Text extract >>
These are chat archives for atomix/atomix

12th
Apr 2018
Jordan Halterman
@kuujo
Apr 12 2018 03:10
Actually, they’re connection pool improvements. There’s a memory leak in the connection pool that happens during network partitions
I’ll move some of the new ONOS code over whenever I manage to figure out this bug I’ve been chasing all day.
Jordan Halterman
@kuujo
Apr 12 2018 04:13
FINALLY
Tests should be getting closer to stable now. Will keep hacking on them until they get there, but we should try to get my big ass PR merged tomorrow so we can be done with big ass PRs
Jordan Halterman
@kuujo
Apr 12 2018 05:17

Seems back to average instability now. Will have to figure out the document tree tests separately.

This week or next week I’ll do the last beta release. Pretty soon will be release candidates as we test Atomix 2 in ONOS.

Johno Crawford
@johnou
Apr 12 2018 08:47
:clap:
Johno Crawford
@johnou
Apr 12 2018 15:02
@kuujo so close.. [ERROR] RaftConsistentTreeMapTest.treeMapFunctionsTest » Completion java.lang.Assertio...
i was eyeing that queue with the fixed size sigh
Jordan Halterman
@kuujo
Apr 12 2018 15:02
yeah I’ve been trying to figure that one out
it’s a really weird bug
the state machine is actually returning the correct result but when the client gets it it’s incorrect
it seems like some sort of polution across tests
Johno Crawford
@johnou
Apr 12 2018 15:03
the fixed size queue isn't a hack for that test is it
Jordan Halterman
@kuujo
Apr 12 2018 15:03
never happens when I just run the method
Johno Crawford
@johnou
Apr 12 2018 15:03
ah right, race condition then
Jordan Halterman
@kuujo
Apr 12 2018 15:06
may just have to create a new cluster for each test method rather than reusing the same cluster across test methods
that seems to fix it
or not...

Supplied records >>
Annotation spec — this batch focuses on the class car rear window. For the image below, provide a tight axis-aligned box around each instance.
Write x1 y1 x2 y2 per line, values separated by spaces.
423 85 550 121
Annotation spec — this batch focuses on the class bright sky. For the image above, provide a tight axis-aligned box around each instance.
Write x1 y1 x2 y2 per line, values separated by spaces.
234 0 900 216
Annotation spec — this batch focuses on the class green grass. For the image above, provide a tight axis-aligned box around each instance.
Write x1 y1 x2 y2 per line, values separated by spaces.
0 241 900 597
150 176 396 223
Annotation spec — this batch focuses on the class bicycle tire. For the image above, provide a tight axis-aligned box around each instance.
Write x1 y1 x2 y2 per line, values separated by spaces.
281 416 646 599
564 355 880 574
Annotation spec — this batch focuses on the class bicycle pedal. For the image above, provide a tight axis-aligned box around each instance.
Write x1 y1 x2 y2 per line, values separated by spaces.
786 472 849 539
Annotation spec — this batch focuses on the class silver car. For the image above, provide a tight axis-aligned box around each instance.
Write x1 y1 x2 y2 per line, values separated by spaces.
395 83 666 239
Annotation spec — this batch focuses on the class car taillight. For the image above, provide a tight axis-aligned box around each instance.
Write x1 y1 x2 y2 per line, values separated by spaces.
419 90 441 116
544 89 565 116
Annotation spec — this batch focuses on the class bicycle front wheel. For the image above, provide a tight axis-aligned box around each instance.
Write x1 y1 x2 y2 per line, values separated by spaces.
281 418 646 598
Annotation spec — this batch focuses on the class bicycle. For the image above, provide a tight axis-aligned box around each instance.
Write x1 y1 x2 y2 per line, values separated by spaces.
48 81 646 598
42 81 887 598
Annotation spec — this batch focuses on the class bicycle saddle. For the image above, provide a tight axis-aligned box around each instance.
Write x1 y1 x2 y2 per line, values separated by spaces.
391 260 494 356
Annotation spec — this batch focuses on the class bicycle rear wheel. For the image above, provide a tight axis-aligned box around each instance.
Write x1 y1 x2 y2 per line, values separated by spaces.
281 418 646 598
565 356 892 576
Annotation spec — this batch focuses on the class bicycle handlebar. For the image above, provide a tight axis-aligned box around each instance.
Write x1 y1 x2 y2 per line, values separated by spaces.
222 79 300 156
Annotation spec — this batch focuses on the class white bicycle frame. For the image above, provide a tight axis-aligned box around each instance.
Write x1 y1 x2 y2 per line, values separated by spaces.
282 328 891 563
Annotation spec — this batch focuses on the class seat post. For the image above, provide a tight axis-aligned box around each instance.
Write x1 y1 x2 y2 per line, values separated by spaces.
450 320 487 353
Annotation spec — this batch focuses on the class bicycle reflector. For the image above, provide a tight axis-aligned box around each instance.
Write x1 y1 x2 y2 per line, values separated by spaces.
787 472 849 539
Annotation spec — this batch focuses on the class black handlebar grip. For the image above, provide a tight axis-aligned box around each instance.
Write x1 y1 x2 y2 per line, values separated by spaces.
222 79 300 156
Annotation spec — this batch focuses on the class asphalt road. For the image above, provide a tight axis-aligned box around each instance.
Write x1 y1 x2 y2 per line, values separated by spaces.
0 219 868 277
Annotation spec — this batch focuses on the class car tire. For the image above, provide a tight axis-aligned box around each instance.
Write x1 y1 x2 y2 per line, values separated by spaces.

What you need to do >>
a - Reproduce the chat archive passage between "Seems back to" and "Atomix 2 in ONOS.", inclusive, changing "beta release" to "preview release".
b - List every distinct time of day at which a message in the chat archive was posted.

Solution set >>
a -
Seems back to average instability now. Will have to figure out the document tree tests separately.

This week or next week I’ll do the last preview release. Pretty soon will be release candidates as we test Atomix 2 in ONOS.

b - 03:10, 04:13, 05:17, 08:47, 15:02, 15:03, 15:06